◆ WORK ORDER
Please repeat the records exactly, keeping the pictures out.

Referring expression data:
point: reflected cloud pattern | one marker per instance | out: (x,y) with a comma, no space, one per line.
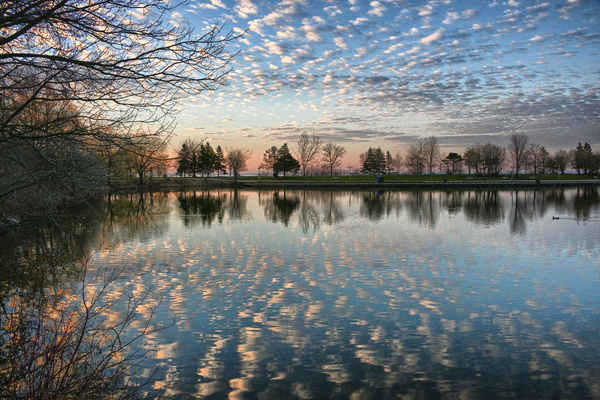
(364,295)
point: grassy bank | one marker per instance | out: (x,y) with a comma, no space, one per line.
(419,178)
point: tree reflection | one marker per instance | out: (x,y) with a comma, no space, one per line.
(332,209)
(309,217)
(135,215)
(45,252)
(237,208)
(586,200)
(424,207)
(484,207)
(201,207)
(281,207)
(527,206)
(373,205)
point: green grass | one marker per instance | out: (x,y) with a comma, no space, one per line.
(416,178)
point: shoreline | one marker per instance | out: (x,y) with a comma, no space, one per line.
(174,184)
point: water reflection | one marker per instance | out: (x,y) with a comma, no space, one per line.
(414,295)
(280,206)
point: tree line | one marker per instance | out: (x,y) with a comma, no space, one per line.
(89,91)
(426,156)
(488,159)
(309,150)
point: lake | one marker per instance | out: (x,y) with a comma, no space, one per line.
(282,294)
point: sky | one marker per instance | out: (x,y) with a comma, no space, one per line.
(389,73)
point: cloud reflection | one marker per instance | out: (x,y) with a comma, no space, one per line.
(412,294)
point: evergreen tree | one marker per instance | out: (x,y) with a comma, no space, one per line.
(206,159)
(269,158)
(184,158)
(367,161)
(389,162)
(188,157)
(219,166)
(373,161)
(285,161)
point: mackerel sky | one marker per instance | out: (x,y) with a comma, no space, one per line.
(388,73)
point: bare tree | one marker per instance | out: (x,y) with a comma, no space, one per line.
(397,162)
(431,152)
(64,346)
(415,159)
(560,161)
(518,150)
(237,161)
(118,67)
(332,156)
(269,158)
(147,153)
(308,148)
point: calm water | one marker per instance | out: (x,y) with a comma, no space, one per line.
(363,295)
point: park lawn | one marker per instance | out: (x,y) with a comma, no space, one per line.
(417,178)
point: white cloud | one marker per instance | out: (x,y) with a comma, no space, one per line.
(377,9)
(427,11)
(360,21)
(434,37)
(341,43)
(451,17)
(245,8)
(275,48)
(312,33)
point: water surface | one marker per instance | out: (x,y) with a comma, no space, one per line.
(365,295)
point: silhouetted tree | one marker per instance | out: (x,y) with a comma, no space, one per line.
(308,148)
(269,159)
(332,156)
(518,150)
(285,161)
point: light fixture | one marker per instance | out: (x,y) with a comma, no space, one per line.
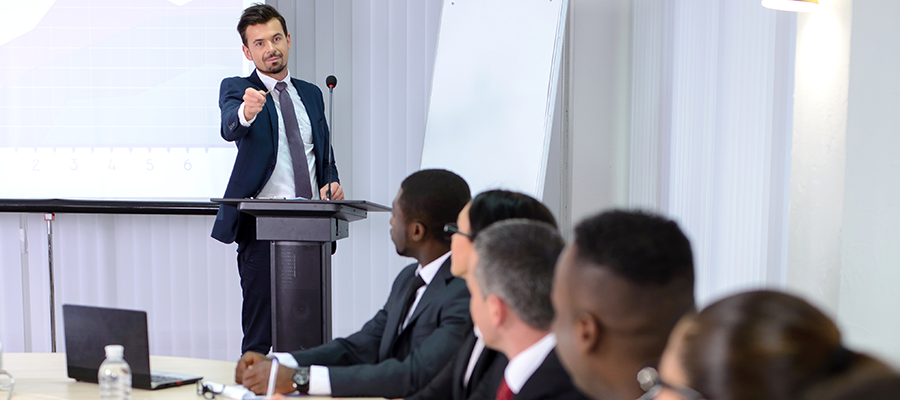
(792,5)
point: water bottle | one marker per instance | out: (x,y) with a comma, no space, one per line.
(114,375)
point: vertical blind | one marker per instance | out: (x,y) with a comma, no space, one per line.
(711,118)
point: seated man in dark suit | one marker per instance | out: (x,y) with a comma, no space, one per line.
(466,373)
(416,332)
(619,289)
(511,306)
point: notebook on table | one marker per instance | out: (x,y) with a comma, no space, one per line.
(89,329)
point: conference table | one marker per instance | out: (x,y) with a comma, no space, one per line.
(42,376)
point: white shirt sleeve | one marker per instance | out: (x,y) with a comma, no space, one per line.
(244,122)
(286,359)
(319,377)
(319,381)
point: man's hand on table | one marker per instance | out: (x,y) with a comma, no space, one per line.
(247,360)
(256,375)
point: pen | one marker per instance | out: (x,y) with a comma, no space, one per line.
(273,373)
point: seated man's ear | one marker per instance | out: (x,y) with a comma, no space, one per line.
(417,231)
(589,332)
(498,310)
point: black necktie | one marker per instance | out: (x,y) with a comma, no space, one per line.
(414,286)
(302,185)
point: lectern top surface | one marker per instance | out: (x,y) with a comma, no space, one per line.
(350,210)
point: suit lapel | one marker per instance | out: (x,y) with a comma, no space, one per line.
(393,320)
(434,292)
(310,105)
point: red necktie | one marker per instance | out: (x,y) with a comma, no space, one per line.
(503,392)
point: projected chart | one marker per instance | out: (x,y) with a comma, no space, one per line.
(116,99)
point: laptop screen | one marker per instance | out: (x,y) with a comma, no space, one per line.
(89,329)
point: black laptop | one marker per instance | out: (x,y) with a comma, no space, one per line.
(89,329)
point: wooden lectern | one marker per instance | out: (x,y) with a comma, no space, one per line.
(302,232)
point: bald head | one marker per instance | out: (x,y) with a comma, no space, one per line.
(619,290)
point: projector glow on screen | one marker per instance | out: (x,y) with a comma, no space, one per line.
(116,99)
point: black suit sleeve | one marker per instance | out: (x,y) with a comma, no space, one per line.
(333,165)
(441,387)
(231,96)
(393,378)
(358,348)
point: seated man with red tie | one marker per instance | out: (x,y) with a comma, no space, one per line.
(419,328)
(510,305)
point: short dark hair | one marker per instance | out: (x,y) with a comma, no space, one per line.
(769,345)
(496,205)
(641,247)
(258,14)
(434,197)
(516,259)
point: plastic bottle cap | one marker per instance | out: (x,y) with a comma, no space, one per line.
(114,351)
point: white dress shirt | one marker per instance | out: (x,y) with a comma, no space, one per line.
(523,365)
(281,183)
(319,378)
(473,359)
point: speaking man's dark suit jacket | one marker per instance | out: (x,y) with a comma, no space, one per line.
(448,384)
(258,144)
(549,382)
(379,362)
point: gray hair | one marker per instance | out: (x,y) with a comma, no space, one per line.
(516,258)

◆ OUTPUT OF THE EXERCISE
point: reflected cloud pattern | one marker per instance | out: (x,y) with a comma, no space, one per line.
(364,295)
point: grassy bank | one marker per instance | out: (x,y) with a comma, no space, one per line.
(419,178)
point: tree reflection | one marker per instance | out: (x,y) with a comma, no space, one per line.
(332,209)
(309,217)
(135,215)
(45,252)
(237,208)
(586,200)
(424,207)
(484,207)
(201,207)
(281,207)
(527,206)
(373,205)
point: green grass | one marker per instance | out: (x,y) with a comma, no space, one per line.
(416,178)
point: shoreline | one marker per instance | out: (x,y) with a comma, no space, one per line.
(174,184)
point: water reflection | one marker per instance | out: (x,y) with a comma, no space, one per line.
(414,295)
(280,206)
point: tree line | one marker per instance | out: (x,y) with a comma, no space, one per line.
(89,91)
(426,156)
(488,159)
(309,150)
point: lake | one marker per instance | out: (x,y) with a comma, no space, one per line.
(282,294)
point: sky | one marker per instance | out: (x,y) with a comma, no space, one per line.
(389,73)
point: cloud reflection | one marker per instance | out: (x,y) with a comma, no space, one per line.
(412,294)
point: evergreen tree | one marker per instance | out: (x,y) with a comma, no space, one per line.
(206,159)
(269,158)
(184,158)
(367,161)
(389,162)
(188,157)
(219,166)
(373,161)
(285,161)
point: mackerel sky | one marker per instance | out: (x,y) with a comma, no space, one per line.
(388,73)
point: bare tree | one marker per instance | out: (x,y) with a comma, no space, one per line.
(397,162)
(431,152)
(64,346)
(415,159)
(560,161)
(518,150)
(237,161)
(118,67)
(332,156)
(269,158)
(147,153)
(308,148)
point: calm water | one marker per instance | out: (x,y) with a comma, no space, one per line.
(363,295)
point: park lawn | one marker per instance | out: (x,y) with a comma, no space, one per line.
(417,178)
point: white cloud | one marker per instance | out: (x,y) with a comma, no space, one per line.
(377,9)
(427,11)
(360,21)
(434,37)
(341,43)
(451,17)
(245,8)
(275,48)
(312,33)
point: water surface | one marker per instance | out: (x,y) with a comma, no space, one per line.
(365,295)
point: silhouetted tree | one marker per instance | out: (x,y) with a comma, no space, one per line.
(308,148)
(269,159)
(332,156)
(518,150)
(285,161)
point: light fixture | one marker per instance | out: (x,y) with a comma, no space, one per line.
(792,5)
point: water bottle | one marker per instance | out: (x,y) with a comma, no space, one per line.
(114,375)
point: vertical blind | one marker per instance | out: (x,y) with a comma, no space, one per line.
(711,118)
point: seated man in dark suit | one marker per instance | out: (x,y) with a comma, no space, one per line.
(466,373)
(416,332)
(619,289)
(511,306)
point: notebook on table | one marker per instance | out: (x,y) with a comma, no space, one per line.
(89,329)
point: conference table | one marker per instance | out: (x,y) with a comma, no space, one per line.
(42,376)
point: white shirt sleeve | one marker per instance | out: (x,y) with a comma, no space, one per line.
(244,122)
(286,359)
(319,377)
(319,381)
point: man's hand on table | one marker per instance | out: (x,y) with a comma, no space, one per line.
(247,360)
(256,375)
point: pen | one marker per instance | out: (x,y) with a comma, no space, one per line.
(273,373)
point: seated man's ear | one marker per instance | out: (x,y) with a comma, no space, one per line.
(417,231)
(589,332)
(498,310)
point: black necktie | one marker per instance | out: (x,y) with a comma, no space, one per line.
(414,286)
(302,185)
point: lectern top surface | one marker per instance | out: (x,y) with a comma, no space, one per line.
(350,210)
point: suit lapel | one marker per instance | out: (x,y) with a comma, no space, one per line.
(393,320)
(434,292)
(310,105)
point: red necktie | one marker per instance | out: (x,y) with a comma, no space, one per line.
(503,392)
point: projected chart | one marker per instance | out: (x,y) with a comma, no space, one per line.
(116,99)
point: laptop screen | one marker per instance | out: (x,y) with a comma, no space, one per line.
(89,329)
point: black laptop | one marker per instance | out: (x,y) with a comma, no space, one per line.
(89,329)
point: wooden lectern | one marker per instance | out: (x,y) with a comma, no space, one per line.
(302,232)
point: bald head | one marker per instance | out: (x,y) with a comma, no space, one per line.
(619,290)
point: projector glow on screen | one marker per instance | out: (x,y) with a comma, no space, one per line.
(116,99)
point: black suit sleeve | one marker per instance | out: (x,y) with a comma, no space, one per line.
(333,165)
(441,387)
(231,96)
(393,378)
(358,348)
point: seated man with red tie | one marker per instance | out: (x,y) with a comma, no space, one per line.
(419,328)
(510,305)
point: short dark hair | one marker per instance | out: (x,y) with a comma, no space, one per line.
(769,345)
(496,205)
(641,247)
(258,14)
(434,197)
(516,259)
point: plastic bottle cap | one marker per instance | out: (x,y) with a comma, no space, one per line.
(114,351)
point: white dress shirt | one marker per instance | out: (x,y) with a comma, no space, one per line.
(523,365)
(281,183)
(319,378)
(473,359)
point: speaking man's dark suit jacket | one marker per instance | out: (x,y) with a comma, no space, one per line.
(448,384)
(258,144)
(549,382)
(379,362)
point: gray hair | one marker per instance | out: (x,y) with a comma, no space, one per line.
(516,258)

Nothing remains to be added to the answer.